- _WRITTEN PROBLEM 1_
Translate this sentence from the movie review into Spanish: "The plot is rather dense, often clumsy and clunky, and the whole thing could stand to be about 25 minutes shorter."

Beatrice bucks her test results, gives a parting glance to her crestfallen mom (Ashley Judd) and runs off (literally) to join the fearless “warrior” group, Dauntless. She shortens her name to Tris and falls for her mentor/instructor, Four (Theo James), who becomes her partner in uncovering a diabolical scheme by the cold, calculating head of the intellectual Erudite group (Kate Winslet) that could spell doom for Tris and her kind.

It’s easy to see how this story has a built-in appeal to young audiences. Teenagers can certainly relate to its young characters leaving home, trying to figure out who they are, facing major decisions about their futures, and rebelling against forces conspiring to steer them places they may not want to go.

The plot is rather dense, often clumsy and clunky, and the whole thing could stand to be about 25 minutes shorter. Director Neal Burger can’t quite seem to get out from under the long shadow of The Hunger Games, which looms large.

DIVERGENTBut Woodley is a delight to watch; her face can convey a spectrum of emotion—delight, bemusement, betrayal, regret—with only the slightest movement, a subtle shift in her eyes or a morph of her lips. She’s also now become a capable action-adventure star. The camera also loves James, and the romantic heat between the two of them will melt away a lot of the shortcomings in Divergent as far as its sizeable target audience is concerned.

“We need to keep moving,” says Four in the final scene, as he and Tris leap onto a speeding train, heading toward the sun and tomorrow. Keep moving, indeed, and all aboard: The Divergent sequel, Insurgent, begins production in May.

- _WRITTEN PROBLEM 2_
Locate each line in the records below that includes the word "people", matching case exactly, and copy those lines.

- _DATA TO USE_
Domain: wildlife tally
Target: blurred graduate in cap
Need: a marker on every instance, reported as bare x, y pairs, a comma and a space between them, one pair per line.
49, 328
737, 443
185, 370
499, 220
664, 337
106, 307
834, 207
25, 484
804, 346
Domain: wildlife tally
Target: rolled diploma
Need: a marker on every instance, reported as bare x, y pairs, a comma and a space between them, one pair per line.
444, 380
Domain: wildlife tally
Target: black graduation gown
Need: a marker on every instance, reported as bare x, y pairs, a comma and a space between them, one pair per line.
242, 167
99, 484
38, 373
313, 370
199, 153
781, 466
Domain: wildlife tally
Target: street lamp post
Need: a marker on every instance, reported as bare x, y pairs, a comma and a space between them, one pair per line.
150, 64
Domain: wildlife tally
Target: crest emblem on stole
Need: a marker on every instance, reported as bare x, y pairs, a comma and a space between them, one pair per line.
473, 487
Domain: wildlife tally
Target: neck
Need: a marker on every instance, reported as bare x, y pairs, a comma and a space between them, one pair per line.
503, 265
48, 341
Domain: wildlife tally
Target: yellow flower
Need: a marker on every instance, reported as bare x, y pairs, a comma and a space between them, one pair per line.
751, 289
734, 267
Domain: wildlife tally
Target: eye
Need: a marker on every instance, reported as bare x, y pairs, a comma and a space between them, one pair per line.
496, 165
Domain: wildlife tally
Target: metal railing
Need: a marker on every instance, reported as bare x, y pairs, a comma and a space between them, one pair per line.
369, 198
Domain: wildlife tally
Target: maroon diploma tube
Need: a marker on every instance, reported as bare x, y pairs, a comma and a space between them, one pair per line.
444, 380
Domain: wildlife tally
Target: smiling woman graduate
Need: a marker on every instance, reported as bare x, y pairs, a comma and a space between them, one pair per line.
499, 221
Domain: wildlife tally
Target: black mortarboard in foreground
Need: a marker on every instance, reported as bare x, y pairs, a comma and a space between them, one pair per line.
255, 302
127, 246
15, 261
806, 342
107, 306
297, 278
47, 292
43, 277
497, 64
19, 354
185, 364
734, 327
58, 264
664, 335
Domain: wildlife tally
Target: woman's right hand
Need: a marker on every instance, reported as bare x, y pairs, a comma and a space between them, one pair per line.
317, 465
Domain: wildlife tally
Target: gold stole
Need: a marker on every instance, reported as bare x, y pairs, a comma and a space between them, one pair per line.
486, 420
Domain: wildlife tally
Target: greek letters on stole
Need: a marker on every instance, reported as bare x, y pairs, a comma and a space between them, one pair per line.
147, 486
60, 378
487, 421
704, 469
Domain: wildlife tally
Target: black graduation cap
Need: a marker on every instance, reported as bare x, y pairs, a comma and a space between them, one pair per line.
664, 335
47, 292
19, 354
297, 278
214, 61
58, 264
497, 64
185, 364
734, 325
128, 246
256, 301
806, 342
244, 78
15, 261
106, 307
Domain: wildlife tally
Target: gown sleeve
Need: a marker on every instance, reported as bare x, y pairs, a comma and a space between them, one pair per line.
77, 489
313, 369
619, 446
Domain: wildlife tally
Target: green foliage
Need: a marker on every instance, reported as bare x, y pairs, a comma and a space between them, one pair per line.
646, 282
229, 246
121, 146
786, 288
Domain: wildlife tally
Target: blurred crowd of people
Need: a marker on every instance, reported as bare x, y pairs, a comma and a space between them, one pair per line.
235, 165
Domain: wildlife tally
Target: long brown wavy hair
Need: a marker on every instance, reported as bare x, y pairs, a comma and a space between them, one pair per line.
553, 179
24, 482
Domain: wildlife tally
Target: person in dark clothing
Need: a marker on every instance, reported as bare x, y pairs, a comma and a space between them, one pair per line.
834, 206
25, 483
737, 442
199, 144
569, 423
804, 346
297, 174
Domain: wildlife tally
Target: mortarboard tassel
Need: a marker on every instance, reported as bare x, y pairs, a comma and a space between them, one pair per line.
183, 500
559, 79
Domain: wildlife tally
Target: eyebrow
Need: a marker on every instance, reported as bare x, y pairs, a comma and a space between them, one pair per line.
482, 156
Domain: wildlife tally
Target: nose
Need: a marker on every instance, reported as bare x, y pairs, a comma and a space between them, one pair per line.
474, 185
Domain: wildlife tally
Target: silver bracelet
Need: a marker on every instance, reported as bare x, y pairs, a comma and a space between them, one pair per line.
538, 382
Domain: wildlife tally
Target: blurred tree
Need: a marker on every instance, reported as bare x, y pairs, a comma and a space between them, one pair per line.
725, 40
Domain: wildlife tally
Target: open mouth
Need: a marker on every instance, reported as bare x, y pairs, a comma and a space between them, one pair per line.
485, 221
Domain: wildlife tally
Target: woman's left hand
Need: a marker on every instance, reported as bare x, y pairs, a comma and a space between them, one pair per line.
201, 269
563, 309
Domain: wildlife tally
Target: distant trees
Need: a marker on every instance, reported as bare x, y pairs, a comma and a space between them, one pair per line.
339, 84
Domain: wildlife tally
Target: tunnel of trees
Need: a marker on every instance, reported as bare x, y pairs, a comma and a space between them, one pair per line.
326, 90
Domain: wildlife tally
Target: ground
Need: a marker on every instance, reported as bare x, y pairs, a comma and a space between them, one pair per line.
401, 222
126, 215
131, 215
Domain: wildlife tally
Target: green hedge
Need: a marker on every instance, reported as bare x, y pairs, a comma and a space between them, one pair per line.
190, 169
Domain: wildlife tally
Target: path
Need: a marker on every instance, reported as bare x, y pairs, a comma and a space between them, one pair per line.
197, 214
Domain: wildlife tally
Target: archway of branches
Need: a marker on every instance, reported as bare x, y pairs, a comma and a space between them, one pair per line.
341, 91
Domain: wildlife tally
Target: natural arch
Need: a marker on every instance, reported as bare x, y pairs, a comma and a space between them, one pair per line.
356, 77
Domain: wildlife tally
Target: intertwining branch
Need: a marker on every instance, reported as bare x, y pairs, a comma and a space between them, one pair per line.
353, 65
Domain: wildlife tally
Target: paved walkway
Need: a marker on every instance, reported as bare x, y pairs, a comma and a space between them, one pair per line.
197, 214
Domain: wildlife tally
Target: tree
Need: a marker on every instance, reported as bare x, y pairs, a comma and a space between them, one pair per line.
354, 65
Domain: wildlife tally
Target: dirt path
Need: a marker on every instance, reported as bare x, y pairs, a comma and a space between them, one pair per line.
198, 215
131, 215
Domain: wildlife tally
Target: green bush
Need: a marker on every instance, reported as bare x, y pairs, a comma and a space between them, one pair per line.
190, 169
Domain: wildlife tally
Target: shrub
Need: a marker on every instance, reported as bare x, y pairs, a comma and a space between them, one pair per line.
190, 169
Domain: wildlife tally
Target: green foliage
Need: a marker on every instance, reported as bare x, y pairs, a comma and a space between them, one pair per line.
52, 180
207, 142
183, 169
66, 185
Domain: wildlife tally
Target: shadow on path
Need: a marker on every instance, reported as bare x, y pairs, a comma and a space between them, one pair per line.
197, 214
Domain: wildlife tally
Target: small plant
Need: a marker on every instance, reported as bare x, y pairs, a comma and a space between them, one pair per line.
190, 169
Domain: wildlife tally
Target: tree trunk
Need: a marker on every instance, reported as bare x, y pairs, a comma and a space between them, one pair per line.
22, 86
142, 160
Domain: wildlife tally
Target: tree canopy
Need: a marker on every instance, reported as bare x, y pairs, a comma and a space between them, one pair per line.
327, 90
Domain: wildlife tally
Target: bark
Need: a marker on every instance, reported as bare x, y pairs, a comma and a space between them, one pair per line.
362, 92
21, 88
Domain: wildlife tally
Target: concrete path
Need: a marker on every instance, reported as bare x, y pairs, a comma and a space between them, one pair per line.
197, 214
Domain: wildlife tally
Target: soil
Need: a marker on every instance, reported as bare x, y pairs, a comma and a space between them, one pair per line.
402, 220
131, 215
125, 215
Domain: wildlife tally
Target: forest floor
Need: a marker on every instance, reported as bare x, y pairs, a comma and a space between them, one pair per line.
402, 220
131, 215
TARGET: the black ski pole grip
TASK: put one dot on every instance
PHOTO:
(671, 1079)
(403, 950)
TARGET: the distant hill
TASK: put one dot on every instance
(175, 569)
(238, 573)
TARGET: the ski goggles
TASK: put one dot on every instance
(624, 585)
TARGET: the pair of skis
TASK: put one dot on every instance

* * *

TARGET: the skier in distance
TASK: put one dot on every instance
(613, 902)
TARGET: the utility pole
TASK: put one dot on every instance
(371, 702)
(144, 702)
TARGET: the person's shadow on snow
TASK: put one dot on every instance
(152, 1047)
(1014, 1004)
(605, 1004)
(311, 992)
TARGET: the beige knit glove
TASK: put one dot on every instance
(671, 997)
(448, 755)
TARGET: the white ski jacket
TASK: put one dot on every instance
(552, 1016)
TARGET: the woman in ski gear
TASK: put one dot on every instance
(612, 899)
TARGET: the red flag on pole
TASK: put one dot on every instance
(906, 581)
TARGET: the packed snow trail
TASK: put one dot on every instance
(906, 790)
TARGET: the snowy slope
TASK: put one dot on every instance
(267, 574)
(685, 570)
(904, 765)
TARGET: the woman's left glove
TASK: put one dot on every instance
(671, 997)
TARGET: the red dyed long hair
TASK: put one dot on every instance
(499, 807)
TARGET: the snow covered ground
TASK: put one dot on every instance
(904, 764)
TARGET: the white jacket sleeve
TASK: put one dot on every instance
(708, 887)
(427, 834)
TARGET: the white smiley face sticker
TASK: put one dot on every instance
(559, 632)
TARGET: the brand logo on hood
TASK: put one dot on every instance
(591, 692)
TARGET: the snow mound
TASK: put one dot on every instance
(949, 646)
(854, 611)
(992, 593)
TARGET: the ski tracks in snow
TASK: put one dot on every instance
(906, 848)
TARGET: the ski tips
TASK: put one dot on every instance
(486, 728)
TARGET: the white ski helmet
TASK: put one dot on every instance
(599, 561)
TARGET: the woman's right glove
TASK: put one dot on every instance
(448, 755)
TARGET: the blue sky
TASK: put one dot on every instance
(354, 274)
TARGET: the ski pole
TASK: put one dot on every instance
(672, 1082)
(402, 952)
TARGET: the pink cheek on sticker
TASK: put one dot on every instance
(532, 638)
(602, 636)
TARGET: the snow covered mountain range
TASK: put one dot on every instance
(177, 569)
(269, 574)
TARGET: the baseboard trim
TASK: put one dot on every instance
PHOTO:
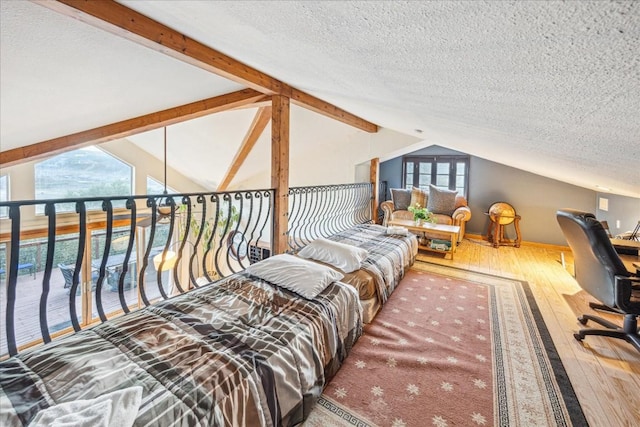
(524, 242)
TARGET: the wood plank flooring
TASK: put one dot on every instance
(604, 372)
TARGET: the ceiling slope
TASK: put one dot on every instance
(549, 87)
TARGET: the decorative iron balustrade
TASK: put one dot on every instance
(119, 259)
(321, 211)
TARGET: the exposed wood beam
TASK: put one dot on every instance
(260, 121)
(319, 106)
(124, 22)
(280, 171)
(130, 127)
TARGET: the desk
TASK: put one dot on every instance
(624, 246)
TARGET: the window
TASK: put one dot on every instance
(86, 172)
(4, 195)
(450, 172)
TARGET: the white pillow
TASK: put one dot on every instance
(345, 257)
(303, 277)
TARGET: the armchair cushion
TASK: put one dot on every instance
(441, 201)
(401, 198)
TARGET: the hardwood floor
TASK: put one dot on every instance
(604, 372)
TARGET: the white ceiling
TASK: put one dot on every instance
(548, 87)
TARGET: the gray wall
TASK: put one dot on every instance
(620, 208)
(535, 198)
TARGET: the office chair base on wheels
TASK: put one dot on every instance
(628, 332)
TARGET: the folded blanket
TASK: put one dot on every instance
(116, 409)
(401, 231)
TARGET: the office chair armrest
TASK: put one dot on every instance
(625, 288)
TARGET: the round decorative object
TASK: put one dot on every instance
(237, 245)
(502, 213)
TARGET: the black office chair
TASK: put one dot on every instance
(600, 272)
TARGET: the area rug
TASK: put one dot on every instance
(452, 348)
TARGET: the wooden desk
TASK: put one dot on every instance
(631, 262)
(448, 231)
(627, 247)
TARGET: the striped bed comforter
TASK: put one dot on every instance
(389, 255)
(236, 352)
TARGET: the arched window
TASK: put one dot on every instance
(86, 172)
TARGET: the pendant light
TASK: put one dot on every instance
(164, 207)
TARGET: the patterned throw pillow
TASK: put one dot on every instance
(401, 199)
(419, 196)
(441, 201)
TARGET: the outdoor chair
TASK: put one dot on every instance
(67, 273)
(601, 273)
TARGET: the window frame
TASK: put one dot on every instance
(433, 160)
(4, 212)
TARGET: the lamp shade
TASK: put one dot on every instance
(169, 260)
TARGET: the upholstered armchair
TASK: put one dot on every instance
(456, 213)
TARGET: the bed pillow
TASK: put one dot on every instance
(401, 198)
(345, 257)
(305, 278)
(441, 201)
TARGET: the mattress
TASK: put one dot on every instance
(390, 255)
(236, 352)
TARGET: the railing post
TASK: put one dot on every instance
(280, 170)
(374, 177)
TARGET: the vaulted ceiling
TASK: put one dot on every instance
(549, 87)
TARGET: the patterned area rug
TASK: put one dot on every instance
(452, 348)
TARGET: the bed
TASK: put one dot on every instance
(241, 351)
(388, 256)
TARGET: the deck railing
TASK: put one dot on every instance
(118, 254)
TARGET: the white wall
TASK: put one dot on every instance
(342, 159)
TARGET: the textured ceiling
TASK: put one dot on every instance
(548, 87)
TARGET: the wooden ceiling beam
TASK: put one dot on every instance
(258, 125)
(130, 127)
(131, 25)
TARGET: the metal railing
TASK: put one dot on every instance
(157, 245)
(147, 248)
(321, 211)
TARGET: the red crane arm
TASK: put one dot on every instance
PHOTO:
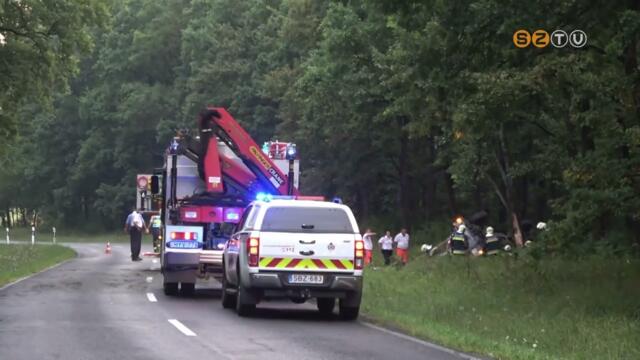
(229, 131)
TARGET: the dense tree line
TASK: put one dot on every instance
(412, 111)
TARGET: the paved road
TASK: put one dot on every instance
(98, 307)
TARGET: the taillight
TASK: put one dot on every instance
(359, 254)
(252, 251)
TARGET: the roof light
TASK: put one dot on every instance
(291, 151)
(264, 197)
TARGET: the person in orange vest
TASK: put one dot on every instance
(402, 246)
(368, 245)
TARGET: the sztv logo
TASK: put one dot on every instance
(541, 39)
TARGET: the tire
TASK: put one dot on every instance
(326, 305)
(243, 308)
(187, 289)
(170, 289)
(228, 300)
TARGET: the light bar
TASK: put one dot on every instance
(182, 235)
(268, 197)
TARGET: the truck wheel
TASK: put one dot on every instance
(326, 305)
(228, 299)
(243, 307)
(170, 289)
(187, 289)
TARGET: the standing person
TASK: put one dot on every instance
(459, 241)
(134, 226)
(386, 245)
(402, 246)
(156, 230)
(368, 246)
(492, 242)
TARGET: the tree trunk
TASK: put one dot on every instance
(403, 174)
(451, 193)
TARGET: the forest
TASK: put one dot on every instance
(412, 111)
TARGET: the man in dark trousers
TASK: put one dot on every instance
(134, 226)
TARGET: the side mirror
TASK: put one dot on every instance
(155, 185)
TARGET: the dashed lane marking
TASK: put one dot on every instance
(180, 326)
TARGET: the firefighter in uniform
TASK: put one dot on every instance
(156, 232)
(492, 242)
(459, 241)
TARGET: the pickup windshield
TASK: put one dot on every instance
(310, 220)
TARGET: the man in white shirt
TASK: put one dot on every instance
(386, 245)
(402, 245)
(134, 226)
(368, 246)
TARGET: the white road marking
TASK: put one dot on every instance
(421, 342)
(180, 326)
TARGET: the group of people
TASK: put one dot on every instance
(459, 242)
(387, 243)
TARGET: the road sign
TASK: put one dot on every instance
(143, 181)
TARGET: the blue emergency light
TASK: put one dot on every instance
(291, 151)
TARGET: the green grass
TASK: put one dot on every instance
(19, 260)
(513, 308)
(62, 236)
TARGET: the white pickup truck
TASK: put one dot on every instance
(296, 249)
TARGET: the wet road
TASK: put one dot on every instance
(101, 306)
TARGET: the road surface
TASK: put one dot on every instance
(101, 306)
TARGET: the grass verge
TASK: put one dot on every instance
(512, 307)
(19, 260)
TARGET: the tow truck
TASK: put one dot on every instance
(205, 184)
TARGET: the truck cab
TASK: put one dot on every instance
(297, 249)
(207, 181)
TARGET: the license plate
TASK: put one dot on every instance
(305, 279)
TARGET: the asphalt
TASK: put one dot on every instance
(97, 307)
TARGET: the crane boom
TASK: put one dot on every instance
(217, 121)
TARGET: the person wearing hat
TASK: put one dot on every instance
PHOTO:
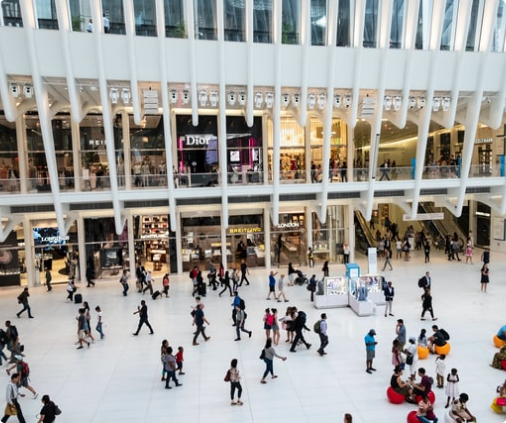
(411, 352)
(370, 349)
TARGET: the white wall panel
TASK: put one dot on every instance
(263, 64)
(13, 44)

- _TASK RESULT 1_
La trama es bastante densa, a menudo torpe y pesada, y al conjunto no le vendría mal durar unos 25 minutos menos.

- _TASK RESULT 2_
Target: blurred crowd of people
TARGET: the group of people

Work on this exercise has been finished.